TASK REQUIREMENTS — Write out exactly the lines running from the one with "A point marks every instance of the boat windshield" to the end of the data, including both of those lines and excluding pictures.

PROVIDED DATA —
>>>>>

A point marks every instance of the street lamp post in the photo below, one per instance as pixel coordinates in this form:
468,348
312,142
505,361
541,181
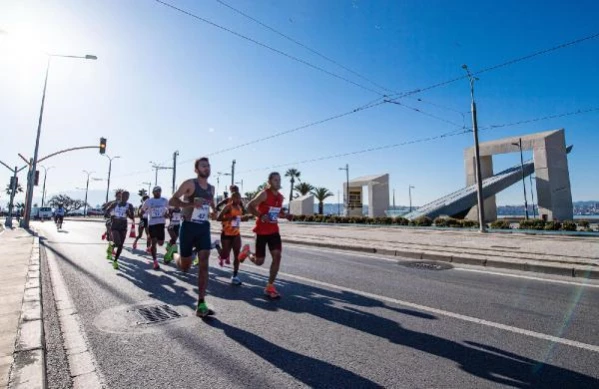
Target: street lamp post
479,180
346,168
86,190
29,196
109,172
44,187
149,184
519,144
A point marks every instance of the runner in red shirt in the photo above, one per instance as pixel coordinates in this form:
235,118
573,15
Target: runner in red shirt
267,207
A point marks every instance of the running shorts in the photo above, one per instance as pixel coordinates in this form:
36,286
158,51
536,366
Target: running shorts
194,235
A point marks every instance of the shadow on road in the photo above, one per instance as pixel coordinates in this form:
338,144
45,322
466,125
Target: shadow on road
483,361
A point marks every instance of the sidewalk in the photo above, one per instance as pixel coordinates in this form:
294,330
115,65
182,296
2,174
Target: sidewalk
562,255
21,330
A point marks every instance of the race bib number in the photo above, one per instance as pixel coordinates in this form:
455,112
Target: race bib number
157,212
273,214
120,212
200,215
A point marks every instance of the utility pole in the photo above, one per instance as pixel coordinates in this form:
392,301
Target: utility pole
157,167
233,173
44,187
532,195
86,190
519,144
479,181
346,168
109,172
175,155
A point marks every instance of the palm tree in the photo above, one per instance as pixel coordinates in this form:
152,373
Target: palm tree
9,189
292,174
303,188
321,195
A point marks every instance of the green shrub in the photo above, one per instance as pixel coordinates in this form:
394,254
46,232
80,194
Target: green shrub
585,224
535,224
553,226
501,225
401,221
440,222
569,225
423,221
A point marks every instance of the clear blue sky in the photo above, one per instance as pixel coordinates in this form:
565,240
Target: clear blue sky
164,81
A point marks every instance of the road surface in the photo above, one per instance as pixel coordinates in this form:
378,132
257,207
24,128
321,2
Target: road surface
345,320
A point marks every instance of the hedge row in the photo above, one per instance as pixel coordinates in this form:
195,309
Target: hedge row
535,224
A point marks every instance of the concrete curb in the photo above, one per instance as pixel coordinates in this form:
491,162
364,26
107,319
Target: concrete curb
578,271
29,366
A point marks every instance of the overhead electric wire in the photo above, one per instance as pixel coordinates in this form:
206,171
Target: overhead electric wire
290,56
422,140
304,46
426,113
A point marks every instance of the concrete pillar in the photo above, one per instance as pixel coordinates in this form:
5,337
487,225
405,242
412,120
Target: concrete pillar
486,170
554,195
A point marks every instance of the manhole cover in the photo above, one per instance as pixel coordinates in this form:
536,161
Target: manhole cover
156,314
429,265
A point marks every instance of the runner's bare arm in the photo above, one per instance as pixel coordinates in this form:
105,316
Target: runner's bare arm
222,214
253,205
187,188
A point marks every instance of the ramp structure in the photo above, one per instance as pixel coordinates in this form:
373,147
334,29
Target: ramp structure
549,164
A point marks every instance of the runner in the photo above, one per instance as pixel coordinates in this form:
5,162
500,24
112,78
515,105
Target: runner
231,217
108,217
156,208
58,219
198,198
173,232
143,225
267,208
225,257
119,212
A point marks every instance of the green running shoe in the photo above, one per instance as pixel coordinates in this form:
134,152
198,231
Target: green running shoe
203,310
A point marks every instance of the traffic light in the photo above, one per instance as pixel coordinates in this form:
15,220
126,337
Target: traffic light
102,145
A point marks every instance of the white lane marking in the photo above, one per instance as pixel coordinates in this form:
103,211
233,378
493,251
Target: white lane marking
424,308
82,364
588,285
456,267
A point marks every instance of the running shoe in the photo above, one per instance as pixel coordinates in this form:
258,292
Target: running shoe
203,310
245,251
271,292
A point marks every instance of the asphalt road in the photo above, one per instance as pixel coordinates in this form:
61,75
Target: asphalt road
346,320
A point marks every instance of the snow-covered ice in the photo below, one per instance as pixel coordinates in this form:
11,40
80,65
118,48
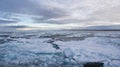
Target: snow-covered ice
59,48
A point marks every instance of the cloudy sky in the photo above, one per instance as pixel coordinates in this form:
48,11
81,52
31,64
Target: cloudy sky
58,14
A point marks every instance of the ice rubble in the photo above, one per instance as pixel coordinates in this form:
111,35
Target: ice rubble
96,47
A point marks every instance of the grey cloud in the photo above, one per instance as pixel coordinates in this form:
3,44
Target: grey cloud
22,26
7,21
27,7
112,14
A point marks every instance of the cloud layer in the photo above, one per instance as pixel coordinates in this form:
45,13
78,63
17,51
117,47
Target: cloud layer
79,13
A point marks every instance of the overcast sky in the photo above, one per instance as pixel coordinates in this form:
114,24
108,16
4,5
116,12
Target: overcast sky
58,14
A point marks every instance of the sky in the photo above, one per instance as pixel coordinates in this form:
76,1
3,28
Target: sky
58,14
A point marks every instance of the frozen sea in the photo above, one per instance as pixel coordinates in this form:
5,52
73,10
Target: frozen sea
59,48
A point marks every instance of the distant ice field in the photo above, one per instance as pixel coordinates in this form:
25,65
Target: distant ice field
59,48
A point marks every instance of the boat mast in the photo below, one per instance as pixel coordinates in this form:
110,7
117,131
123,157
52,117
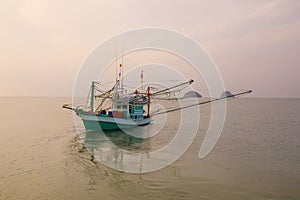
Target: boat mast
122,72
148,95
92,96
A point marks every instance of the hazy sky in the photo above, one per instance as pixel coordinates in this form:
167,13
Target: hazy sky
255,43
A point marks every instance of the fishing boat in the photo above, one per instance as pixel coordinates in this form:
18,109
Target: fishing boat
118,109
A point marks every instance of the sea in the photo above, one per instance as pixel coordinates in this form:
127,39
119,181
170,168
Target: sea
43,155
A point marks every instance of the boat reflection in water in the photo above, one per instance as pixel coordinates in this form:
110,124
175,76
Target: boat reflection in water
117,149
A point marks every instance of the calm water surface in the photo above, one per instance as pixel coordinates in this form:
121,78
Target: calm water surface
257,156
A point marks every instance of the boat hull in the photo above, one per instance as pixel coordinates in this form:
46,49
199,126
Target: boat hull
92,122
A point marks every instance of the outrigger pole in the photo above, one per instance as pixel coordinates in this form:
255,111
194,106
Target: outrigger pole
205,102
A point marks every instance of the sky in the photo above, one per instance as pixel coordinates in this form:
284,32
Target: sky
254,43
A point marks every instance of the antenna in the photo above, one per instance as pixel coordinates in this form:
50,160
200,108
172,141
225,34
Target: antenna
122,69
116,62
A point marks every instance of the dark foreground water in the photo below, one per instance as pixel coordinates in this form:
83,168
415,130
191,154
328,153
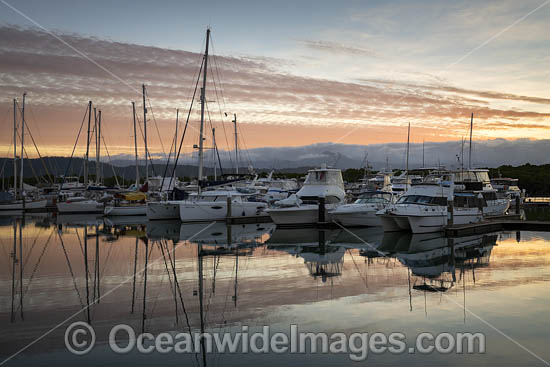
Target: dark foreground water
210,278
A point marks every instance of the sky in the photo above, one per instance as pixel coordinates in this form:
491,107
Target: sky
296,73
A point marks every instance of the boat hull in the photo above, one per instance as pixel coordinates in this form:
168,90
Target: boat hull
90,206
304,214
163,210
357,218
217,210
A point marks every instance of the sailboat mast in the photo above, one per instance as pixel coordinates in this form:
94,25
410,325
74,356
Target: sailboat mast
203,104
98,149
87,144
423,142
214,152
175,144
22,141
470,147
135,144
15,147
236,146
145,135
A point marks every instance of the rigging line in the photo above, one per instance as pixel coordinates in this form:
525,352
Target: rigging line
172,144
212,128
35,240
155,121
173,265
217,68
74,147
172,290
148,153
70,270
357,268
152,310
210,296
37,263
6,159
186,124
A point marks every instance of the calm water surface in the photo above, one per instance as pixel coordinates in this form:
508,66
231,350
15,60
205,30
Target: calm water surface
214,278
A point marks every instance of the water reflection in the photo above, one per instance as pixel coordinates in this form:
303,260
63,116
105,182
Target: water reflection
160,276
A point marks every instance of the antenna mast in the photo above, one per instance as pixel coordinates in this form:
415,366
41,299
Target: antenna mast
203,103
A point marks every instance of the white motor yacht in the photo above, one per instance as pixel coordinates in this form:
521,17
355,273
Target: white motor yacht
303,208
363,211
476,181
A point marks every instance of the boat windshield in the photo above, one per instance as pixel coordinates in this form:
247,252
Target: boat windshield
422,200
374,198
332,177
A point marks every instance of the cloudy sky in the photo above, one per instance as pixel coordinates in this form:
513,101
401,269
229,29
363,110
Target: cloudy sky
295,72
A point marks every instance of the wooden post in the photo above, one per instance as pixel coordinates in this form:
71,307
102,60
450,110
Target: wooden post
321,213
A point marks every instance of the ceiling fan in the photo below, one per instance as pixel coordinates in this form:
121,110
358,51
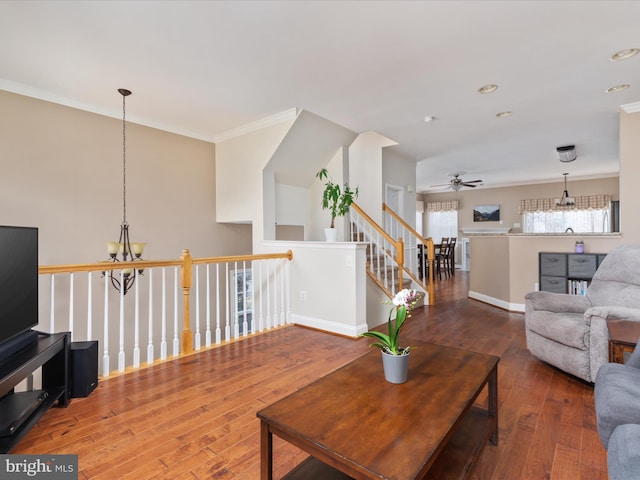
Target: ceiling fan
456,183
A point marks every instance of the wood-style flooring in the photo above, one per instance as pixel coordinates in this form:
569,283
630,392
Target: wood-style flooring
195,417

<<<<<

RESULT —
A point marks every instance of the boat windshield in the photo above, one per instance as pixel coordinates in this form:
247,252
Target: boat windshield
422,200
374,198
332,177
A point marks every instance of the cloudy sky in the photo above, one per instance as pixel coordinates in this form:
513,101
401,269
229,29
363,110
Target: cloudy sky
295,72
A point marks every instance of the wooden post in the photo above, one per instance as pixel coordinates in this form:
71,307
102,60
450,110
Target: wooden post
321,213
A point marks every instance of the ceiling fan in the photo below, one per instance as pixel coordinates in this form:
121,110
358,51
Target: ceiling fan
456,183
A point marks every instance of the wood-style flooring in the photo above, one per instance as pixel coordinates in this form:
569,283
630,392
Target: wood-style flooring
195,417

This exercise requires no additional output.